GIVEN TEXT —
(begin)
4. Obama’s candidacy is almost as engineered as Bush’s was. The Presidential whispers started back at the last nominating convention when he gave that stirring speech. The whispers had little to do with his experience, because at that point (and still), he’d had little. No, the whispers had to do with the fact that he is an excellent orator. He could bring people together, urge them on, make them feel good. And God knows, the Democratic party needed that, so the powers that be, or the powers that wanna be, revved up their engines and here we are today with a candidate about whom the strongest thing people can say is that “he’ll bring us together.”

5. To do what, I want to know? True, he may increase the number of registered Democrats, but after election day, then what? How exactly will that translate to national and international policy? How will his “bringing us together” impact on his ability to make the hard decisions that are the fact of governing?
(end)
INFORMATION SHOWN —
(begin)
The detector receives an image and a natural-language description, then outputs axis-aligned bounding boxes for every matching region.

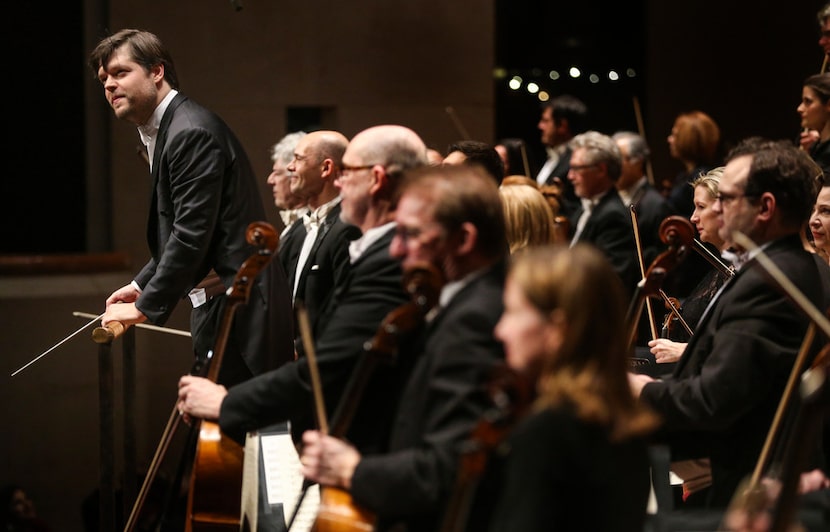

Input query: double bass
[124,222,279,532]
(end)
(begin)
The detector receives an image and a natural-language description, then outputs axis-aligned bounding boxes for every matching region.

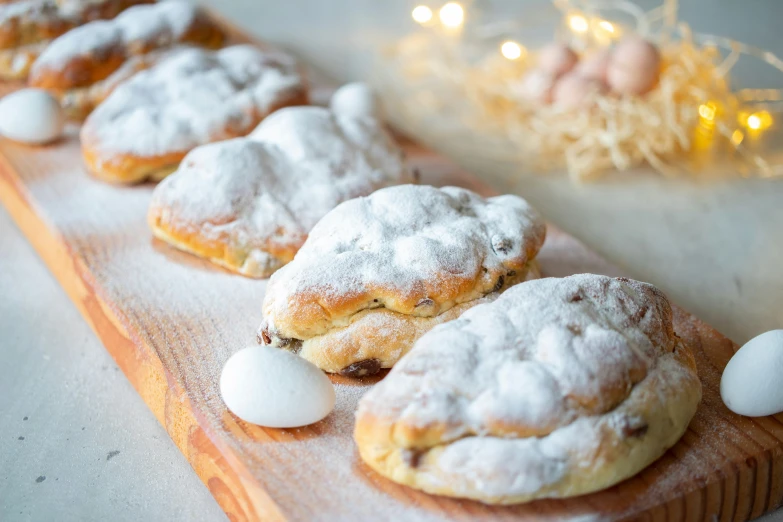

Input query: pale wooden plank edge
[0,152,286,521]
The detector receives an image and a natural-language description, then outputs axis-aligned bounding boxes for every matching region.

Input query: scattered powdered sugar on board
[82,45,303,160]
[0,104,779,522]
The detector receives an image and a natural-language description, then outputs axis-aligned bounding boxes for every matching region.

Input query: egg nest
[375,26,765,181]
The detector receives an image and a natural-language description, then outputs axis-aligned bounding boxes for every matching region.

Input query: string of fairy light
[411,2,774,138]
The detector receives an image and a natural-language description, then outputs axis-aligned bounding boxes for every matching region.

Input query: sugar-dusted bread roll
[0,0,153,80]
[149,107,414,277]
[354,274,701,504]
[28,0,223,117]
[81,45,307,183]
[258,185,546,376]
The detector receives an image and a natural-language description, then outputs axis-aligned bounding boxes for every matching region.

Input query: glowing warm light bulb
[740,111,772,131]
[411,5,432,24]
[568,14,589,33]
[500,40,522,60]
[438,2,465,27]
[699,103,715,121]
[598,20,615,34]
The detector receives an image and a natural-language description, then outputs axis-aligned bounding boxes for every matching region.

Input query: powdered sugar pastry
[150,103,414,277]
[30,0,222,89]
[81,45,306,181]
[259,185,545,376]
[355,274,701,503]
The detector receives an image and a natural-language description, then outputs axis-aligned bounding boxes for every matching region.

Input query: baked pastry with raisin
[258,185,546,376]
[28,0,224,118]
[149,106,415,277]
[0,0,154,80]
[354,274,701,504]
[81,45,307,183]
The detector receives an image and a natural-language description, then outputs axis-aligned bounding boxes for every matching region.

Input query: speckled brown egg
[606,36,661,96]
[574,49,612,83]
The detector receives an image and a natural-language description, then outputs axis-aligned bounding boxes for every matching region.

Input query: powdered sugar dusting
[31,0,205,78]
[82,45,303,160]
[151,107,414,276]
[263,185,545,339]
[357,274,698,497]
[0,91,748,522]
(end)
(begin)
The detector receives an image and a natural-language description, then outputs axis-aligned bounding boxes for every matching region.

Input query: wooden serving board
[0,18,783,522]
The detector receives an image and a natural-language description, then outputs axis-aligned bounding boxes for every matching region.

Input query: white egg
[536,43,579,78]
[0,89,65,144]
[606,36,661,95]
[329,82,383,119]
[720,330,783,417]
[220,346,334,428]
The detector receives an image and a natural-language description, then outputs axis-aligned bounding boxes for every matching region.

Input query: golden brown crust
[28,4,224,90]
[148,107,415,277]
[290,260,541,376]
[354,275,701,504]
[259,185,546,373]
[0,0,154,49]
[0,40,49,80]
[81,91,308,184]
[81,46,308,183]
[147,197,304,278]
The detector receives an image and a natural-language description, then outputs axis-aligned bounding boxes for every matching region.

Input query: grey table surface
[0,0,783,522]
(end)
YOUR GOAL —
In two sentences, summarize the passage on Obama's candidacy. The listing is separate material from the passage on Obama's candidacy.

ANSWER TO THIS EXERCISE —
The passage argues that Obama's candidacy is almost as engineered as Bush's was. Talk of a presidency began with his convention speech because of his skill as an orator, not his experience, and the passage asks what his "bringing us together" would achieve after election day, both for national and international policy and for the hard decisions of governing.